Exercise prompt
Retype the material below from its first line through the line that contains "left=284, top=178, right=380, bottom=232", including both of those lines.

A run of records
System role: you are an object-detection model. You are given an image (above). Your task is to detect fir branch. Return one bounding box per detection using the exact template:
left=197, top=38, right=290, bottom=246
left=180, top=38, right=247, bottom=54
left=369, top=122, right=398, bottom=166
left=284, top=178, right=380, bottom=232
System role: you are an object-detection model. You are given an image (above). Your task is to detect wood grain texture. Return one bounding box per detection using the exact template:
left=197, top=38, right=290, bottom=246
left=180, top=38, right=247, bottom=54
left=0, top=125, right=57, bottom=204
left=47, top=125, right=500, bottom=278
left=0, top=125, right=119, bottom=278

Result for this task
System role: you are an object-detection model. You are given an image (above). Your task is to detect fir branch. Return one bounding box per detection using the exact template:
left=197, top=38, right=290, bottom=246
left=180, top=38, right=247, bottom=54
left=369, top=122, right=398, bottom=166
left=284, top=178, right=380, bottom=232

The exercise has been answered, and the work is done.